[Rcpp-devel] Pass a function name as an argument.

JJ Allaire jj.allaire at gmail.com
Sat May 18 21:45:29 CEST 2013


Hi Xiao,

The problem is that sourceCpp can only accept arguments of types that can
be converted to R using Rcpp::as (this is detailed in the help topic for
sourceCpp and in the Rcpp vignettes). Plain C function pointers
aren't convertible in this fashion so the compilation fails.

If your intention is to pass an R function to C++ you can however use the
Rcpp::Function type in your signature. This is explained in more detail in
this Rcpp Gallery article:

http://gallery.rcpp.org/articles/r-function-from-c++/

J.J.

On Sat, May 18, 2013 at 1:31 PM, Xiao He <praguewatermelon at gmail.com> wrote:

> Hi everyone, I have two questions regarding passing a function name as an
> argument.
>
> (1). Suppose that I have a function foo() shown below. The function takes
> a NumericVector and a function pointer that points to a function that takes
> a NumericVector and returns a double. Note that the function pointer will
> only point to functions not exposed to R.

Things to do:
a - In the Rcpp mailing-list post, what does the reply give as the reason plain C function pointers make the compilation fail?
b - Continue the Rcpp mailing-list post about passing a function name as an argument from the point where it stops.
The records are separate material, apart from the Rcpp mailing-list post.

Entries from a pointing dataset
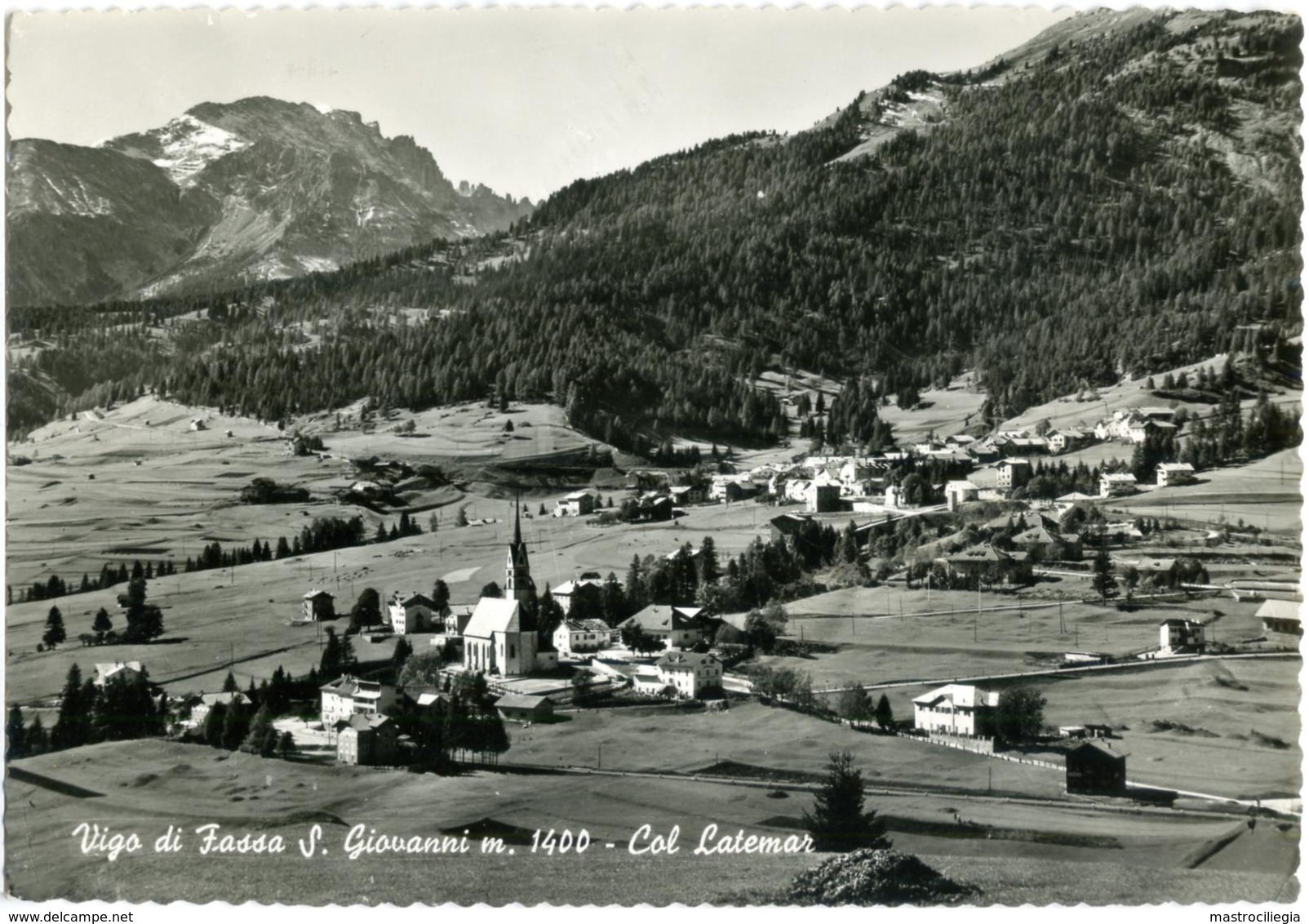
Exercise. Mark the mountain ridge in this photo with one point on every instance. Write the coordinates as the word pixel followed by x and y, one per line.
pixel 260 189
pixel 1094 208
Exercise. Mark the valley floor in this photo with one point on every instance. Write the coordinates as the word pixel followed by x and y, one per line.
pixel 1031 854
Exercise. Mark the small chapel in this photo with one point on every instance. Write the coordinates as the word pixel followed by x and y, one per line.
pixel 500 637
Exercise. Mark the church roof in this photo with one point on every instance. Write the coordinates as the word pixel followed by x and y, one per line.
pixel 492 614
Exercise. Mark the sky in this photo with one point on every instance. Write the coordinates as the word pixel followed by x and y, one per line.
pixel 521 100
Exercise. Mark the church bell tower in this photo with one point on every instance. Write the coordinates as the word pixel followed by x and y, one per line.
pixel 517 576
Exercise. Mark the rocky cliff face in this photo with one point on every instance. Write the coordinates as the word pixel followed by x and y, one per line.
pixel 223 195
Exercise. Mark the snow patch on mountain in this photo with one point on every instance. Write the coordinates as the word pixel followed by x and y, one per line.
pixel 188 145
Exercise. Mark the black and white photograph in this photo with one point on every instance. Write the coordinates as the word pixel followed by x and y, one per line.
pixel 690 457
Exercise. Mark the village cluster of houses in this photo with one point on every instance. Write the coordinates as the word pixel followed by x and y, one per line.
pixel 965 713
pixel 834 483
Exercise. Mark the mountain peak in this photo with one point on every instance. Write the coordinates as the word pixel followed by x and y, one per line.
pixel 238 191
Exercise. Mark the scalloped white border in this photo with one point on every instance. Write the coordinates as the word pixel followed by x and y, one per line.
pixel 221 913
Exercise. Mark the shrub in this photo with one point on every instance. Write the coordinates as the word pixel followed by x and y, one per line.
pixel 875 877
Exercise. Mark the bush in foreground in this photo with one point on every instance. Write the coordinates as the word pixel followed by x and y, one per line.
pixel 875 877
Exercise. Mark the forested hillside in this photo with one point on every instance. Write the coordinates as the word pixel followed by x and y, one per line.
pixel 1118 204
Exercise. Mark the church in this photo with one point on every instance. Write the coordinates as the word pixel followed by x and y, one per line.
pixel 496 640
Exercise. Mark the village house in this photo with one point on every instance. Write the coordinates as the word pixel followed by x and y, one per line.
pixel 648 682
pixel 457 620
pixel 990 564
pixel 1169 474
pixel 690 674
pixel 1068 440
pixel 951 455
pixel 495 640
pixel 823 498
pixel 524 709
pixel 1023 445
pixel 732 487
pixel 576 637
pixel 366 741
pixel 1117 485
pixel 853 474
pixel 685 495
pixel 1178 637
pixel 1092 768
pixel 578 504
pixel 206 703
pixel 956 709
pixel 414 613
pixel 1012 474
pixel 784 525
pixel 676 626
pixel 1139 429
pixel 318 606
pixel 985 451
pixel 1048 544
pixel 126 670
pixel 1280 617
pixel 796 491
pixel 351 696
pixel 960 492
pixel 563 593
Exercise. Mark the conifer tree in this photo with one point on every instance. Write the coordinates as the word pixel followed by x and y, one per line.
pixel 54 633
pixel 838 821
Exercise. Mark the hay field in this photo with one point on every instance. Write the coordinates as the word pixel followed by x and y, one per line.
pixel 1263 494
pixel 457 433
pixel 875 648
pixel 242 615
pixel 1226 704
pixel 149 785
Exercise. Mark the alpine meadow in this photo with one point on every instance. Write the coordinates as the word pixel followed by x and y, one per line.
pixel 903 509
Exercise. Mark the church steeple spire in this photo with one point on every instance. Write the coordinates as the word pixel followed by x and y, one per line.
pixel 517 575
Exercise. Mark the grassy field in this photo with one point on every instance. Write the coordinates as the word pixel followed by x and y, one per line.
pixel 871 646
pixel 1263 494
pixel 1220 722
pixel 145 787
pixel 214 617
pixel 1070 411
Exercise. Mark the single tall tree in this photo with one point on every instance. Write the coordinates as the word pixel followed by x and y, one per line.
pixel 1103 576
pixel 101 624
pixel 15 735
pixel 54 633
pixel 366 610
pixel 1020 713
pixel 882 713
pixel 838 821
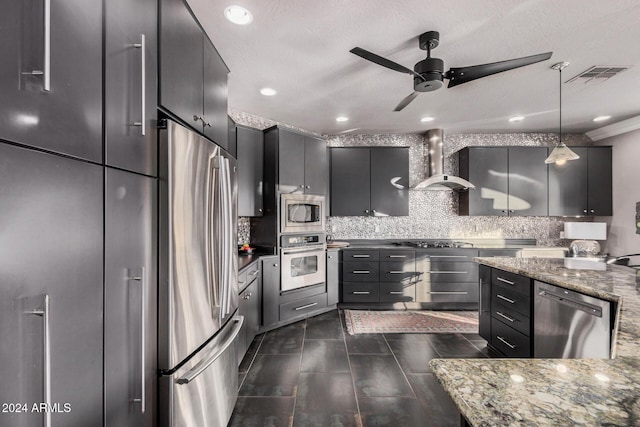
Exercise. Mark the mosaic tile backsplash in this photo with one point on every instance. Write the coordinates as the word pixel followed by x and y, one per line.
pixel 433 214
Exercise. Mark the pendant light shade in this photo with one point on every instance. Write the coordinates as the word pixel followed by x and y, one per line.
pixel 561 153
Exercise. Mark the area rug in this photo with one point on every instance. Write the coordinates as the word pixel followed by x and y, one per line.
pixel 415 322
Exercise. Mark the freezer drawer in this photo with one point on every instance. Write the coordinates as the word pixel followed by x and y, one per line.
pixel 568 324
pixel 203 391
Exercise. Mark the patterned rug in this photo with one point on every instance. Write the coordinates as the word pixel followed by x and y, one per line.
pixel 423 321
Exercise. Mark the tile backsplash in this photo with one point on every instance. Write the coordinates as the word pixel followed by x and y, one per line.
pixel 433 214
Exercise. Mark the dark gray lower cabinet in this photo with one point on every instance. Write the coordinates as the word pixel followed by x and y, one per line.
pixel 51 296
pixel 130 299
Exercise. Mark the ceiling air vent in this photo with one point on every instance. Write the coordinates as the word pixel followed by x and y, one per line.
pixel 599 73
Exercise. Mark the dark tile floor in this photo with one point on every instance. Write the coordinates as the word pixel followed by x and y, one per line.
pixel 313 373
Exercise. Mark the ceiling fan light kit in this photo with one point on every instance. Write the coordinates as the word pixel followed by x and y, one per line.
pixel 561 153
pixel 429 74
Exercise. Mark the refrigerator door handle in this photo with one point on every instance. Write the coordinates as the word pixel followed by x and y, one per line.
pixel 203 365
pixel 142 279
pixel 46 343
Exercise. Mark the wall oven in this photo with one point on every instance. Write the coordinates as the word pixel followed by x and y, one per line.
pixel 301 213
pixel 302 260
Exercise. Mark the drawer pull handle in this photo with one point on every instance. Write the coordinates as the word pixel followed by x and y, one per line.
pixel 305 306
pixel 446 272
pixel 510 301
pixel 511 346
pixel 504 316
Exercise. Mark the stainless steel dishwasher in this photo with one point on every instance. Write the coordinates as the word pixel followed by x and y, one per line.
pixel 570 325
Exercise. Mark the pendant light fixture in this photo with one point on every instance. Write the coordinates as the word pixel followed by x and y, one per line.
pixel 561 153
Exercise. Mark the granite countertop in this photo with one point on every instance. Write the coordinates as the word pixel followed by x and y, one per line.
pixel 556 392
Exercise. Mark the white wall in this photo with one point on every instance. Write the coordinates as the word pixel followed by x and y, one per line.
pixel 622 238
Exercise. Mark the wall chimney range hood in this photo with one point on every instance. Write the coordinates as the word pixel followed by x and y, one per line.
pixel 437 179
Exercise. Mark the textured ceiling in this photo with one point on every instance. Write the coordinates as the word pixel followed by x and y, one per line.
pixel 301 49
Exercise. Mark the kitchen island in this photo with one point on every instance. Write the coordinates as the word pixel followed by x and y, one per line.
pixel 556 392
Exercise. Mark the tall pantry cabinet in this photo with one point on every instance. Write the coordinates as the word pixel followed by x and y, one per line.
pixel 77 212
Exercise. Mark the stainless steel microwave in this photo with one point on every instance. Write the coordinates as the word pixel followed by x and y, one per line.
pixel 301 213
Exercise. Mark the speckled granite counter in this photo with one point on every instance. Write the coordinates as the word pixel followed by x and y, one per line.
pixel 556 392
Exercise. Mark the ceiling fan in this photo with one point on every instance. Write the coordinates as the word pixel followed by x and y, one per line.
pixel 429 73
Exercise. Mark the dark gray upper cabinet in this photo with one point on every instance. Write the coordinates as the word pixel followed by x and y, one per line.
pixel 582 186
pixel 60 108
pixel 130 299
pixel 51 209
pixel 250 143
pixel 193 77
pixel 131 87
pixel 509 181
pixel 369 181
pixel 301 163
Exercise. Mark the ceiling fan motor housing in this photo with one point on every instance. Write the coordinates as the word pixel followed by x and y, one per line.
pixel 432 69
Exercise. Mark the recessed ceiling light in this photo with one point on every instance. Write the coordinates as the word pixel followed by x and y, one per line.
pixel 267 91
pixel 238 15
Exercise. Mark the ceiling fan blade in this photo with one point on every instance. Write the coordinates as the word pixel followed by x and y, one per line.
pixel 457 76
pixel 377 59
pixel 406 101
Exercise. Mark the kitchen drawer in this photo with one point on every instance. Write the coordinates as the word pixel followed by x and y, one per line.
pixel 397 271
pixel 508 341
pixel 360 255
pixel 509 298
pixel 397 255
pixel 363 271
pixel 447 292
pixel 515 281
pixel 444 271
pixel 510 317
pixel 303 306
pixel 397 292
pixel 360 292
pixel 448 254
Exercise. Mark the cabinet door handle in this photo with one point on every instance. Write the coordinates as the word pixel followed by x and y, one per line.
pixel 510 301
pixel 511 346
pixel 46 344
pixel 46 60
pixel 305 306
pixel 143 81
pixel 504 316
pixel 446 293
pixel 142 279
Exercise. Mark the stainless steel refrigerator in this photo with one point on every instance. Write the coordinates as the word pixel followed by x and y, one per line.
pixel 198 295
* * *
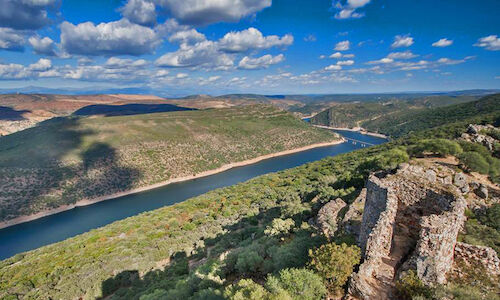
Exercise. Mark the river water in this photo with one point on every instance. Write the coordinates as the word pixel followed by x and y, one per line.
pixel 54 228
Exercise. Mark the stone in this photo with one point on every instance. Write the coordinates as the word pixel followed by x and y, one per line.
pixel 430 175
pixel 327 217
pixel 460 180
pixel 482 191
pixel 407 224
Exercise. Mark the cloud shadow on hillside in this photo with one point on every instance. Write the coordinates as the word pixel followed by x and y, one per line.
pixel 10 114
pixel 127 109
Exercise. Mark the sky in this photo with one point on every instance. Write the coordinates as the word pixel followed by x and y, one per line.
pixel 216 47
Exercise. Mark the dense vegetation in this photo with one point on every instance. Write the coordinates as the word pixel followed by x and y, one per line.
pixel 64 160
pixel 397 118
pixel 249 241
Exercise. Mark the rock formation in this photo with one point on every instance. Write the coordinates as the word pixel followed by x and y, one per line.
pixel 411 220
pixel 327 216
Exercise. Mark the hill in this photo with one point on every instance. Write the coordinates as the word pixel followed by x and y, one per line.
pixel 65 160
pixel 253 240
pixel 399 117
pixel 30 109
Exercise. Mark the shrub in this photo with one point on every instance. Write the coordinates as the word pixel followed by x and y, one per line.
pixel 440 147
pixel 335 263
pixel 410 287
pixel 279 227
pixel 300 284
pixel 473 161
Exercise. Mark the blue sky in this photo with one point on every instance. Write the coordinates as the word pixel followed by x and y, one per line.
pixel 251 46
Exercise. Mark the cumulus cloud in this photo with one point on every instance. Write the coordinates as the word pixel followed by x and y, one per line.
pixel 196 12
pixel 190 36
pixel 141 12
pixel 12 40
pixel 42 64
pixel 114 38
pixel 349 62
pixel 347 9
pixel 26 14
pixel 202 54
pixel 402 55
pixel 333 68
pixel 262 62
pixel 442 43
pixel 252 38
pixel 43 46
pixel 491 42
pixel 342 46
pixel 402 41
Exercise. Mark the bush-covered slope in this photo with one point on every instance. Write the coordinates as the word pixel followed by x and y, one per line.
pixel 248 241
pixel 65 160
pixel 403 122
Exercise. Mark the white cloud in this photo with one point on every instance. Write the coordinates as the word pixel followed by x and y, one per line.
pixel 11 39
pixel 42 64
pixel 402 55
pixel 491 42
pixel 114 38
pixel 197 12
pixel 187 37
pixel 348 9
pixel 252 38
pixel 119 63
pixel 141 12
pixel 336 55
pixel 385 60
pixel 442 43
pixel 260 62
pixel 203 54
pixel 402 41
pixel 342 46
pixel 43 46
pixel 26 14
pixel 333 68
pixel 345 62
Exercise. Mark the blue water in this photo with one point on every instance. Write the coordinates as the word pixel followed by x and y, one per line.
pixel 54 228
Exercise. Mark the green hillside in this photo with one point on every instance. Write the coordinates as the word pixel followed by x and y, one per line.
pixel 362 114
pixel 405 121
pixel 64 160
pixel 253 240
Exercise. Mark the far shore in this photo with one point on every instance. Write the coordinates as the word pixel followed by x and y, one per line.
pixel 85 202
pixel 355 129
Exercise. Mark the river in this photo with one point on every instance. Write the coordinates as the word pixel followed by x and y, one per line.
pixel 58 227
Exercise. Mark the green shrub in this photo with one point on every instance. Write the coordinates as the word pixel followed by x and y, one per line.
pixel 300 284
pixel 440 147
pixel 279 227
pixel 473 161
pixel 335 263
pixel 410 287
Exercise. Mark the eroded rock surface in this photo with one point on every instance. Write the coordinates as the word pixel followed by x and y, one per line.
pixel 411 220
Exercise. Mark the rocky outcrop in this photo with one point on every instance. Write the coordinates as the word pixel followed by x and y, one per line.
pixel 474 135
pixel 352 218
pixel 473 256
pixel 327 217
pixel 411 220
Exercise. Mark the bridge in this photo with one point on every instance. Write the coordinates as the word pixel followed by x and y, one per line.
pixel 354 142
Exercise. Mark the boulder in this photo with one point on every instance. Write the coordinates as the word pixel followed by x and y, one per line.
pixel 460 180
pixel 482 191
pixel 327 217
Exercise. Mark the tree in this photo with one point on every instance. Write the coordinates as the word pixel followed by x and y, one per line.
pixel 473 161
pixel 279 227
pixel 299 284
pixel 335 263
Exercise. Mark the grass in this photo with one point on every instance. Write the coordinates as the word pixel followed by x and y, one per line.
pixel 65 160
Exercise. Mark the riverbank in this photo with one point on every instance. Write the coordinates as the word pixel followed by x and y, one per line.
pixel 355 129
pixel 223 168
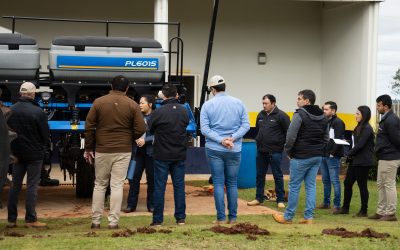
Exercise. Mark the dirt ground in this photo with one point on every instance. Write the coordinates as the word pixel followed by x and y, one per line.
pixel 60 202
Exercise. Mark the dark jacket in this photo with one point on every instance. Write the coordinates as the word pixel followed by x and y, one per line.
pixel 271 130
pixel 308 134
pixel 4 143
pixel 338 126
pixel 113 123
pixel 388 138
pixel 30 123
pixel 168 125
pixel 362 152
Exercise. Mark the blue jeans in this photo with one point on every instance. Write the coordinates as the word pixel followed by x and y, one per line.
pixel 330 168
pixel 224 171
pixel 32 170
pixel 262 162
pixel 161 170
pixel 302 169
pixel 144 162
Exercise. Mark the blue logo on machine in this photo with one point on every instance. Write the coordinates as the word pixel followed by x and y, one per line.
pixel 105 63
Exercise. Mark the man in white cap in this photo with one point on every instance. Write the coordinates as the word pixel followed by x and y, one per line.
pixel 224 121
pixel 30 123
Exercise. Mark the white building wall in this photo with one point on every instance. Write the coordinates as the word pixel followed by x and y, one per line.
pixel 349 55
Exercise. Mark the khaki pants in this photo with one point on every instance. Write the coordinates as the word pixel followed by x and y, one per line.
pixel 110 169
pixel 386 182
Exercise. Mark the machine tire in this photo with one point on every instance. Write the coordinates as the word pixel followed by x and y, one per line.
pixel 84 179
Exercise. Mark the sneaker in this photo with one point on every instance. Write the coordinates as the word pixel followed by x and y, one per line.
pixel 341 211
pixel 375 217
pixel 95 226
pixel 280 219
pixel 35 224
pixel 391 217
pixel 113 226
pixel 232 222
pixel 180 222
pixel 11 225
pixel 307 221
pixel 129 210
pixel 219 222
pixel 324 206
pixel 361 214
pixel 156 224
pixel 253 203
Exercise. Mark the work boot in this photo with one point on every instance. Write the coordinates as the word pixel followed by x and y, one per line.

Outputs:
a - They can't be converted to R using Rcpp::as, which is required for arguments that sourceCpp accepts.

b -
>
> double foo(NumericVector x, double (*f)(NumericVector x) ){
> double output;
>  output=(*f)(x);
> return output;
> }
>
> When I try to compile it as is using sourceCpp(), it's fine, but when I
> add "// [[Rcpp::export]]" above the function definition, I get an error
> message:
>
> Error in sourceCpp("foo.cpp") :
>   Error 1 occurred building shared library.
> foo.cpp:229: error: expected initializer before ‘SEXP’
>
> So I wonder how I can fix this mistake.
>
>
> (2). Imagine a more complex scenario: suppose there are two functions
> available to be passed to foo(). But the two functions differ in the number
> of arguments each has (see fun1() and fun2() below). I wonder if there is
> any way to deal with this.
>
> double fun1(NumericVector x){
> double total=0;
>  for(int i=0;i<x.size();i++)
> total+=x(i);
>  return total/10;
> }
>
>
> double fun2(NumericVector x, int n){
> double total=0;
>  for(int i=0;i<x.size();i++)
> total+=x(i)+add;
>  return total/n;
> }
>  Thank you in advance!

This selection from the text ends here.